### Given instruction 1
In the listing, starting at the line that contains "The component shall mark a point on the boat lift, providing" and ending at the last line of the listing, rewrite those lines as a numbered list with blank lines omitted. Leave the pictures out of your answer.

+---+

AND & Clear specific bits (set to 0) 0b1010_1010 & 0b0000_1111 = 0b0000_1010
OR | Set specific bits (set to 1) 0b1010_1010 | 0b0000_1111 = 0b1010_1111
NOT ~ Invert bits ~0b0000_1111 = 0b1111_0000
XOR ^ Toggle specific bits (flip) 0b1010_1010 ^ 0b0000_1111 = 0b1010_0101

Concrete Example: Setting PA5 to Output Mode

// Goal: set MODER's bit11:bit10 to 01

// Step 1: clear the target bits (AND + NOT mask)
GPIOA->MODER &= ~(0x3UL << (5 * 2));
// ~(0x3 << 10) = ~0x00000C00 = 0xFFFFF3FF
// → only zeros bit11:bit10, preserving all other bits

// Step 2: set the new value (OR)
GPIOA->MODER |= (0x1UL << (5 * 2));
// 0x1 << 10 = 0x00000400
// → sets bit10 to 1 (bit11 stays 0)

After this operation, MODER bits 11–10 = 01, setting PA5 to output mode.

2-3. Summary of Common Bit Operation Patterns

Frequently used patterns in embedded programming:

uint32_t reg = ...;      // target register

// Set a bit (to 1)
reg |= (1UL << n);       // set the nth bit to 1

// Clear a bit (to 0)
reg &= ~(1UL << n);      // clear the nth bit to 0

// Toggle a bit (0→1 / 1→0)
reg ^= (1UL << n);       // flip the nth bit

// Check a bit (is it 0 or 1?)
if (reg & (1UL << n)) {  // true if the nth bit is 1
    // ...
}

// Clear a field then set it (mask + OR)
reg &= ~(MASK << pos);   // clear the target field
reg |= (VALUE << pos);   // set the new value

✅ Chapter 2 Checklist

  • Can mentally calculate what 1 << 5 equals
  • Can write the two-step “clear bits → set bits” operation
  • Understands that ~ inverts bits

3. The RMW Problem: The Pitfall of “Read, Modify, Write”

3-1. What Is ODR?

A new register appears: ODR (Output Data Register).

ODR manages the output state of GPIO pins. Its 16 bits correspond to 16 pins: bit = 1 means HIGH (3.3V), bit = 0 means LOW (0V).

ODR register (lower 16 bits)

+---+

### Given instruction 2
Pick up the text on bit operations and GPIO registers after its last line and write the next part.

+---+

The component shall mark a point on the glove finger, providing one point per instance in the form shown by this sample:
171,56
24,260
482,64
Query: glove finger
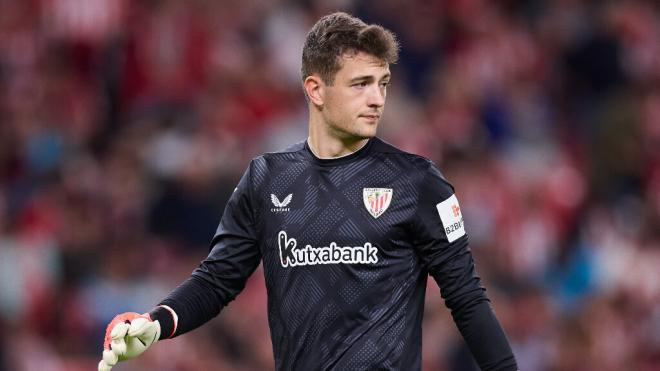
119,331
109,358
118,346
103,366
139,326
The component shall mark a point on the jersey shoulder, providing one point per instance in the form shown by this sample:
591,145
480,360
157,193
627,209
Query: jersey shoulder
415,161
421,167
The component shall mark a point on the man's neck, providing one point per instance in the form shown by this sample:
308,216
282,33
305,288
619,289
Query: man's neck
326,145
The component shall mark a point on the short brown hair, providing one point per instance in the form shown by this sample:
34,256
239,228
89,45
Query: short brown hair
339,33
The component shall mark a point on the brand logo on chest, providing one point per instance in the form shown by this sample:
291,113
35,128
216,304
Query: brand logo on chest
280,206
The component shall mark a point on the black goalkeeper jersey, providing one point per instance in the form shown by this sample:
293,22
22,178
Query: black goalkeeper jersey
347,245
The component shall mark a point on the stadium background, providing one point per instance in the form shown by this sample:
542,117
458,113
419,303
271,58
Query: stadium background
125,125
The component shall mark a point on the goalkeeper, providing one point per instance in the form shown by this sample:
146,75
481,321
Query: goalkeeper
347,251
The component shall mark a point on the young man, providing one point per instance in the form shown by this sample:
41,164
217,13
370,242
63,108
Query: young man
347,227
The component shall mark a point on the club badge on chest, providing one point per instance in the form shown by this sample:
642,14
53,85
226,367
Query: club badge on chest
377,200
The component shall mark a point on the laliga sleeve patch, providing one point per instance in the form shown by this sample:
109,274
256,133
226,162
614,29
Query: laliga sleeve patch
452,218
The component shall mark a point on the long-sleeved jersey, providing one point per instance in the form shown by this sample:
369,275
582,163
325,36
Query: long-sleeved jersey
347,245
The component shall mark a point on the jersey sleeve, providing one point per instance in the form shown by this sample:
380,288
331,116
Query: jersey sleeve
442,245
222,275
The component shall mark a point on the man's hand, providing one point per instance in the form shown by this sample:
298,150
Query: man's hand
127,336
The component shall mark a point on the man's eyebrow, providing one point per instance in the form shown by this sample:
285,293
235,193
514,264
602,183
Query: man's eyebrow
369,78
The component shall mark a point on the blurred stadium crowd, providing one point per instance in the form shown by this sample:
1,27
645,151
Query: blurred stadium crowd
125,125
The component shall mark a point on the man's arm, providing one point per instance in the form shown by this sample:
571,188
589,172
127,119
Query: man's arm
218,280
443,247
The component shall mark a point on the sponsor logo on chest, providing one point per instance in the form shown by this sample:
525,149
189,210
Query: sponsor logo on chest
292,255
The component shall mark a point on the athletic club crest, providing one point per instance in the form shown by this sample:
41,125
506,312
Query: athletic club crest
377,200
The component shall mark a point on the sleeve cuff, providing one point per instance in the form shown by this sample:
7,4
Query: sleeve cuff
168,320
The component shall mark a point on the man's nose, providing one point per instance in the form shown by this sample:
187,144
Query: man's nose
376,96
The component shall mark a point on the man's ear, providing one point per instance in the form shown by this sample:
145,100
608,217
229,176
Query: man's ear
314,87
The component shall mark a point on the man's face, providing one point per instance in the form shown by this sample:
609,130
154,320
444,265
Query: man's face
353,104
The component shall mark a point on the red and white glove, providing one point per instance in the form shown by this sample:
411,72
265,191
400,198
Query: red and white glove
127,336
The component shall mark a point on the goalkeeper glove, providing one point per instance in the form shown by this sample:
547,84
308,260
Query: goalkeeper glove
127,336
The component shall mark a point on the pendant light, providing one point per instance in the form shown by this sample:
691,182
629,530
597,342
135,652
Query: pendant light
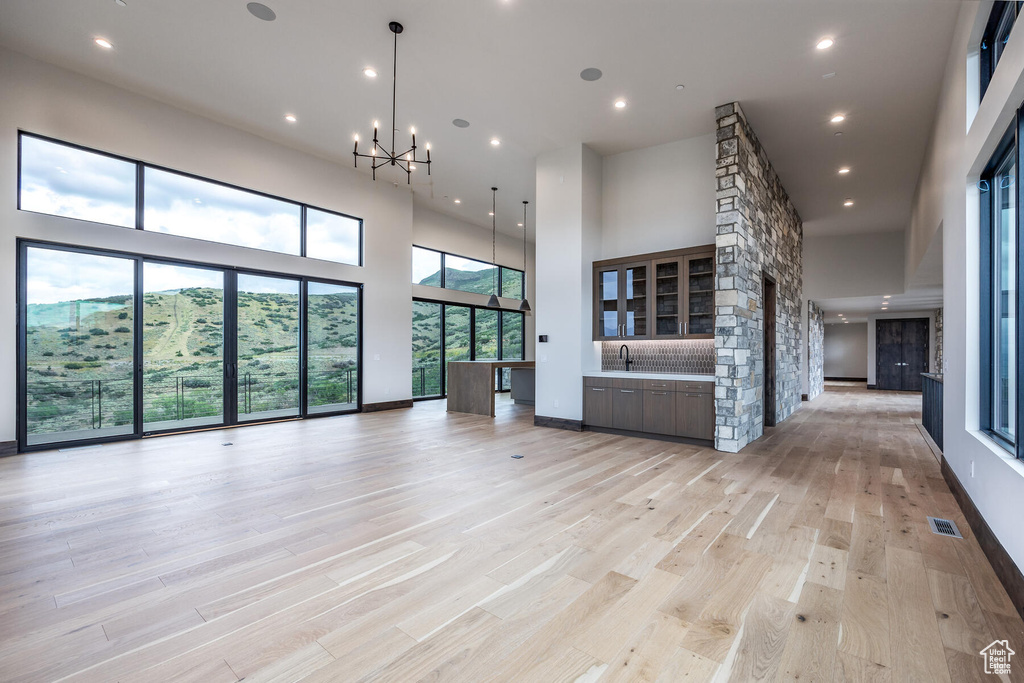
493,302
524,306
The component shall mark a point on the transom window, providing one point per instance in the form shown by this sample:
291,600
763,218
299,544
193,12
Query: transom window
62,179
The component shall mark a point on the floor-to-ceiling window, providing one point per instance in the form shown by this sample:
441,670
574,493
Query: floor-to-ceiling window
79,345
182,346
119,345
444,332
333,347
1000,329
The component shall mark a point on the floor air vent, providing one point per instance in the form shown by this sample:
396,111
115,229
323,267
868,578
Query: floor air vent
944,527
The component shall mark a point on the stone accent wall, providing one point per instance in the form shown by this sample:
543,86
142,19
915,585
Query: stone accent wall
759,232
688,356
815,350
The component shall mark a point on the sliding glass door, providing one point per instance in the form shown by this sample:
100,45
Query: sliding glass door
332,347
182,347
267,347
117,345
78,336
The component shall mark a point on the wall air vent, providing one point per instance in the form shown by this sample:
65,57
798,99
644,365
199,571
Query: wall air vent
944,527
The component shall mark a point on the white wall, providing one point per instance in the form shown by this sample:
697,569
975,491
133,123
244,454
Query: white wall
659,198
443,232
49,100
846,349
947,196
871,341
568,222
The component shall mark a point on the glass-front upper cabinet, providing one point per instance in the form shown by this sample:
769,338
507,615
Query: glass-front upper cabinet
684,297
621,301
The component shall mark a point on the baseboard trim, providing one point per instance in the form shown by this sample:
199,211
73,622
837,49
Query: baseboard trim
1006,570
387,406
557,423
656,437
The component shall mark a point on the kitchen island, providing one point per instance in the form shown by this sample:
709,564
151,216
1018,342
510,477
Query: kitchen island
471,384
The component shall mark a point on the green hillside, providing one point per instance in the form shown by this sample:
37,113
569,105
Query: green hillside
80,356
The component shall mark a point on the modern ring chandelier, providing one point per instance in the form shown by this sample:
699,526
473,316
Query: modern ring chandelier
380,156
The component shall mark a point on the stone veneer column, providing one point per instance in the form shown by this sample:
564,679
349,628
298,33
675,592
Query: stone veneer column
759,232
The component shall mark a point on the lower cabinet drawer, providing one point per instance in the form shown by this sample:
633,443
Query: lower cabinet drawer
597,406
695,415
659,412
627,410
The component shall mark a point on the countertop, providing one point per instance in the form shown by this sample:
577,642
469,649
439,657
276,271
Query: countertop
652,376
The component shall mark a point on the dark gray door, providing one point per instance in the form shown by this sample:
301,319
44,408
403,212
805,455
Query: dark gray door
914,352
889,355
901,353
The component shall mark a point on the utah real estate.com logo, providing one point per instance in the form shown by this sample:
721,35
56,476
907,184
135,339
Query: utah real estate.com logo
997,655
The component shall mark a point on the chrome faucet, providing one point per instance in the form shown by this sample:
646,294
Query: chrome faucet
628,361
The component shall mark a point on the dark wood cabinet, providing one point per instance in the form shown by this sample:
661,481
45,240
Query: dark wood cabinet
670,408
627,410
659,411
695,415
668,295
621,302
901,353
597,406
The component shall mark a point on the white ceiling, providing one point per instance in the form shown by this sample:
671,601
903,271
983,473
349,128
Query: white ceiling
511,69
856,309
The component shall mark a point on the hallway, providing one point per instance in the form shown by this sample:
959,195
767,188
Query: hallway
409,545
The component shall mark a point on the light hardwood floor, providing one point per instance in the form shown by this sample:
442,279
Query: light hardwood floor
410,546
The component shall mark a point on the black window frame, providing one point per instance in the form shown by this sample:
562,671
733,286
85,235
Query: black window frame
1003,15
229,340
472,338
1009,146
443,286
140,167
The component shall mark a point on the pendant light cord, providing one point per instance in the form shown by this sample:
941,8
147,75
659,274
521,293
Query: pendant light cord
494,240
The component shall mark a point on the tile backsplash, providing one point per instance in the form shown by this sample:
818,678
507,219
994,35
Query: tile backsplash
692,356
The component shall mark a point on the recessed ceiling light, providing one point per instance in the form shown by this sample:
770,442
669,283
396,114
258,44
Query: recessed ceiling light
261,11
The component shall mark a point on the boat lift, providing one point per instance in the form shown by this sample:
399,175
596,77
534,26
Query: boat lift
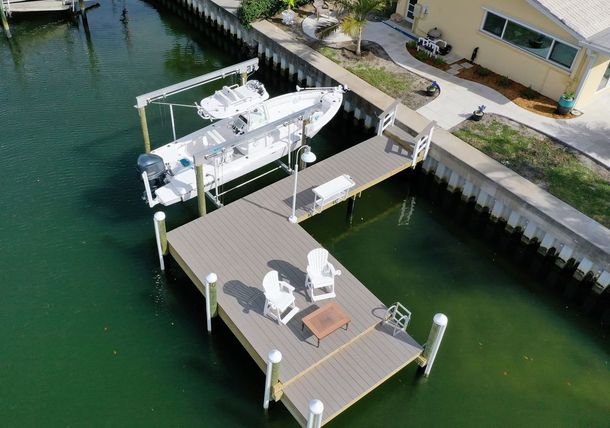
243,69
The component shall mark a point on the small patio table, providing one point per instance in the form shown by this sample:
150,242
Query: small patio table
326,320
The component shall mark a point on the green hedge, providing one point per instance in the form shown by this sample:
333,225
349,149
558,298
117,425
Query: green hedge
251,10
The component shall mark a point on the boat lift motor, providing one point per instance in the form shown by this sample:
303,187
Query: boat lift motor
155,170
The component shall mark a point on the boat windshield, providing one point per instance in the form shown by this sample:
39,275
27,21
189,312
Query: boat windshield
257,118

+---+

### Answer 1
1. The component shall mark a point on the boat lift, providing one point per instance in the form shown by this sample:
2. 399,175
3. 596,77
4. 534,26
5. Query: boat lift
6. 243,69
7. The component shall mark a point on the small patio table, providing one point per instance in the form shown by this sample:
8. 150,242
9. Query: small patio table
10. 326,320
11. The component shall mark a point on the green hedge, providing one point per instance in the form shown by this sample:
12. 333,225
13. 349,149
14. 558,298
15. 117,425
16. Query: green hedge
17. 251,10
18. The component shall mark a point on the boat lift motor, providing one point per instance in the form shown by this sample:
19. 303,187
20. Query: boat lift motor
21. 155,170
22. The component shall mark a point on the boat windshield, providing one point per instance in the form shown by this sample:
23. 39,275
24. 27,21
25. 189,312
26. Query: boat windshield
27. 257,118

### Answer 2
bit15  bit14  ...  bit6  bit5  bit4  ...  bit1  bit0
 PA15   PA14  ...  PA6   PA5   PA4  ...   PA1   PA0
  0      0    ...   0     0     0   ...    0     0    ← all 0 at startup

To set PA5 HIGH, we need to set only bit5 to 1:

GPIOA->ODR |= (1UL << 5);
Part Meaning
GPIOA Pointer to GPIOA’s register set
->ODR Access the ODR register inside it (-> is pointer-access notation)
1UL << 5 Shift 1 left by 5 → only bit5 is 1
|= OR with current ODR value and write back

Note on -> notation GPIOA is a pointer holding an address. Use -> (not .) to access members through a pointer. Details in Episode 5 (Pointers).

Why doesn’t the compiler optimize this away? The CMSIS register struct (GPIO_TypeDef) is defined internally with volatile, so the compiler cannot skip these reads/writes. The volatile from Episode 3 is at work here.

3-2. What Is RMW (Read-Modify-Write)?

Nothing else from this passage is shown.